Input for this task →
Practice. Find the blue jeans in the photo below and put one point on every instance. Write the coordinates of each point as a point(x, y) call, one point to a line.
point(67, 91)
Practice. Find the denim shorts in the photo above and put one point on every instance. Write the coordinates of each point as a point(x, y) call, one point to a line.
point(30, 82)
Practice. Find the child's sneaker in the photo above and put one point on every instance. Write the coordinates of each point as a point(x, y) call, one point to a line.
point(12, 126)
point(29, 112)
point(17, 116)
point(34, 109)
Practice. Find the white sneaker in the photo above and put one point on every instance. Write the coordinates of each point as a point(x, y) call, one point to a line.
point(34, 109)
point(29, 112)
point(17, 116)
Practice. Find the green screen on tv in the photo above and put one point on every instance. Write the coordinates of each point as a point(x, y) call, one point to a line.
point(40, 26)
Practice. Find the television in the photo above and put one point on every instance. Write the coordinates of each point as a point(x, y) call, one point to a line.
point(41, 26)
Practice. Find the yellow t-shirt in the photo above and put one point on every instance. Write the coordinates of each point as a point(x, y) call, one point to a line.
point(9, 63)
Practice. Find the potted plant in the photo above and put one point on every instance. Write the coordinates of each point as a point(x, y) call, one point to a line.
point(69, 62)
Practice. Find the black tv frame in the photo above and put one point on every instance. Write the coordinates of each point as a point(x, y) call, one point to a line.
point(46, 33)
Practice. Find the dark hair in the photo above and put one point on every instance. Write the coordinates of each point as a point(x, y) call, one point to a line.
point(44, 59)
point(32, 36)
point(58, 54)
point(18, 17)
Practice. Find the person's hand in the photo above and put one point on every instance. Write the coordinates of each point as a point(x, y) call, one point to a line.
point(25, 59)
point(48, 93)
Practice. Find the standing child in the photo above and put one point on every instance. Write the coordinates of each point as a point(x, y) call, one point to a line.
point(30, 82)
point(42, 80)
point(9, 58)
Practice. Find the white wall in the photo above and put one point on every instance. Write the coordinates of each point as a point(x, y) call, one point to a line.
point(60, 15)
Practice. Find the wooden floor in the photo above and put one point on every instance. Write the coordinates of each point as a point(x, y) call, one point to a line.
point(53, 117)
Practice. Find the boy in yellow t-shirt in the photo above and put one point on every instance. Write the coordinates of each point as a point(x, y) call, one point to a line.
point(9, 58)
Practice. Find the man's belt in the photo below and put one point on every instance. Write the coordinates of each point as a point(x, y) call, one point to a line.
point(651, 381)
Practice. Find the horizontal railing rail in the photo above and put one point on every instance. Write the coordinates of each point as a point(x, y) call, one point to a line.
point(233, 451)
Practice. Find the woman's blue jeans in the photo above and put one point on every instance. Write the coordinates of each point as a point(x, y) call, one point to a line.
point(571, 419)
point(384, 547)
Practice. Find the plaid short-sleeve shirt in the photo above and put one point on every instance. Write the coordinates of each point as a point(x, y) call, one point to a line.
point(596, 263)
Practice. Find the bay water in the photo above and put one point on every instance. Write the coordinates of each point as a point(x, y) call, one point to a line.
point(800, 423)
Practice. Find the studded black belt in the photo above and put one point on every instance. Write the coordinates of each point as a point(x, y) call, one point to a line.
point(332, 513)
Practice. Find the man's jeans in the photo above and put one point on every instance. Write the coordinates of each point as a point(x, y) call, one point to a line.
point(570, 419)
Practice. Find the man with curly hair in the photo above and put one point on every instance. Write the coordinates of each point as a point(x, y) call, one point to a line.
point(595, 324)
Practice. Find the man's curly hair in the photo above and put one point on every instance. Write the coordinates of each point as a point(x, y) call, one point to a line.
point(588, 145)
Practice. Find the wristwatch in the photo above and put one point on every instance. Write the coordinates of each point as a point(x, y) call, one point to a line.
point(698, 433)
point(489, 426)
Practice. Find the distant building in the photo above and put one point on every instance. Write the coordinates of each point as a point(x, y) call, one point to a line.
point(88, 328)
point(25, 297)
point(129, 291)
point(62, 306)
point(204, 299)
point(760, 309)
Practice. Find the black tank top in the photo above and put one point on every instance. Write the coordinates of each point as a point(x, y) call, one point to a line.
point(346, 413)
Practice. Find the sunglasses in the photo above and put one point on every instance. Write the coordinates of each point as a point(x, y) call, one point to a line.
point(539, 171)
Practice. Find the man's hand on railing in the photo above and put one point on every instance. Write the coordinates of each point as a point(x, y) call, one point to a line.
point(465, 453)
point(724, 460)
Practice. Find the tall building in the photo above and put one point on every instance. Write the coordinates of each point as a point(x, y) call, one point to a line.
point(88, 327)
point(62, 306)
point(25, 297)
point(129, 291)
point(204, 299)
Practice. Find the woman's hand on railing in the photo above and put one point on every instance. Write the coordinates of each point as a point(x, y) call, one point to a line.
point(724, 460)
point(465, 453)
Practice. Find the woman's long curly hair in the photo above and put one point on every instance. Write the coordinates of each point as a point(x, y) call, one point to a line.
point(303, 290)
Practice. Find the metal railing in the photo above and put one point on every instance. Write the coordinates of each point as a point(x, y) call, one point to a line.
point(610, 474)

What you need to do → Copy the lines of the records above verbatim, starting at the line that contains "Practice. Find the yellow" and ending at the line that contains "point(18, 17)", with both of those lines included.

In response →
Practice. Find the yellow t-shirt in the photo above and put one point on every instance. Write the coordinates of each point as a point(x, y) call, one point to a line.
point(9, 63)
Practice. Find the potted plant in the photo above and put one point on every instance. Write the coordinates of each point as a point(x, y) call, one point to a line.
point(69, 62)
Practice. Find the black tv frame in the photo above and put one point on every instance. Write the coordinates of each point as a point(x, y) call, one point to a line.
point(46, 33)
Practice. Find the dark hair in the photo above and put one point on every instance. Write the coordinates of each point as a point(x, y) call, one point to a line.
point(44, 59)
point(32, 36)
point(58, 54)
point(18, 17)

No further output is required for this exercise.